On the Campaign couch: Jeff Bezos, truth about jokes and bad questions
A view from Jeremy Bullmore

On the Campaign couch: Jeff Bezos, truth about jokes and bad questions

Has Jeff Bezos bought The Washington Post for schadenfreude or quixotic reasons?

Has Jeff Bezos bought The Washington Post for schadenfreude or quixotic reasons?

I haven’t asked him, but I suspect neither.

People have seldom wanted to own newspapers for purely financial reasons. People who want to own newspapers are already rich – and have found to their intense pleasure that many people treat them with great deference and respect.

But it’s clearly not at all good for one’s self-esteem to concede that the deference and respect to which one has now become accustomed is the result not of the wealth of one’s wisdom but of one’s wealth. So, quite soon, rich people become convinced of their superior intelligence and their infallibility; a belief reinforced on an hourly basis by those by whom they are surrounded.

From there, it’s an easy step to concluding that it’s morally wrong that such rare abilities should be available only for the benefit of a single commercial enterprise; indeed, that it’s a kind of selfishness not to put such rare abilities to the service of the nation as a whole. The only stumbling block, of course, is democracy.

Our plutocrat is well aware of the importance of decisiveness; of clear, firm leadership; of ruthlessness on occasion and the unremitting application of common sense. How else, after all, did he become a plutocrat? Say what you like about Mussolini: he got the trains to run on time.

But democracy favours the wishy-washy. If our plutocrat were to put himself forward as a Parliamentary candidate, he’d have to talk to stupid people and pretend to listen to them. And, anyway, it could be years before his voice was heard with the respect it deserved. And while the House of Lords has its attractions, he’d still be beholden to the grubby politician who put him there; or so the grubby politician would expect.

§ GIVEN TASK 1
List every person named in the opinion piece about Jeff Bezos and newspaper ownership.
The records that follow are separate from the opinion piece above and have no connection to it.

§ RAW DATA
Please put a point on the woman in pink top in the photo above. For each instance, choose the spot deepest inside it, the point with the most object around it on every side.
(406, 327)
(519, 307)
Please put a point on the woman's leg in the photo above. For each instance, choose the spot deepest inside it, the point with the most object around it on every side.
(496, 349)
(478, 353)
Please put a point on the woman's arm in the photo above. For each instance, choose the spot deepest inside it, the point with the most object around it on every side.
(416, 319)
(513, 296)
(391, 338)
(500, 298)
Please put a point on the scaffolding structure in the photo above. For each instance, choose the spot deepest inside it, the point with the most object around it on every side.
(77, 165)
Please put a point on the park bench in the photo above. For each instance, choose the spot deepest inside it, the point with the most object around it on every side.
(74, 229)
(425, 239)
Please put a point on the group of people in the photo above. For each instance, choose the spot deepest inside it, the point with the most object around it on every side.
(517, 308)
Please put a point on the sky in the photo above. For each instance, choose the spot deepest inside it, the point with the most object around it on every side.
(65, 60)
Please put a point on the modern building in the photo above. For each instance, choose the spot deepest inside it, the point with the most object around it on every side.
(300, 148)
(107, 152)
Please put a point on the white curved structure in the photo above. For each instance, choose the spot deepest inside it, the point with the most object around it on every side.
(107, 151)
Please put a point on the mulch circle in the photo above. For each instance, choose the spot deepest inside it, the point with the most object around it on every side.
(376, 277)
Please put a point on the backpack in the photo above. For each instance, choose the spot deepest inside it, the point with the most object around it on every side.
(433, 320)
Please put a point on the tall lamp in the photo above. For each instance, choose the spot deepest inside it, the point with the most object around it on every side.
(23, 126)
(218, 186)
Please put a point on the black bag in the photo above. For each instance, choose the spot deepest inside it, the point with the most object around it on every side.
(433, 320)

==

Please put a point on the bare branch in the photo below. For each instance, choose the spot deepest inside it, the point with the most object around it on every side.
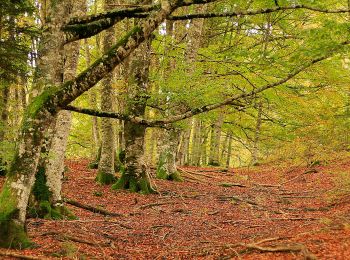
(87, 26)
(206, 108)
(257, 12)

§ GIVEN TASK 2
Pick out every line of the records that contains the string "woman", and copy each one. Case counts.

§ CORRECT ANSWER 1
Jeff Bezos, Jeremy Bullmore, Mussolini

§ CORRECT ANSWER 2
Please put a point on the woman in pink top in the photo above. For each instance, choose the spot deepest inside it, the point with the most object around it on every side.
Please put a point on the woman's leg in the photo above. For each instance, choose the spot deepest inside it, the point with the most object around it on every side.
Please put a point on the woman's arm in the photo above. For each instance, choose the spot deepest inside it, the point with the most object around it on every side.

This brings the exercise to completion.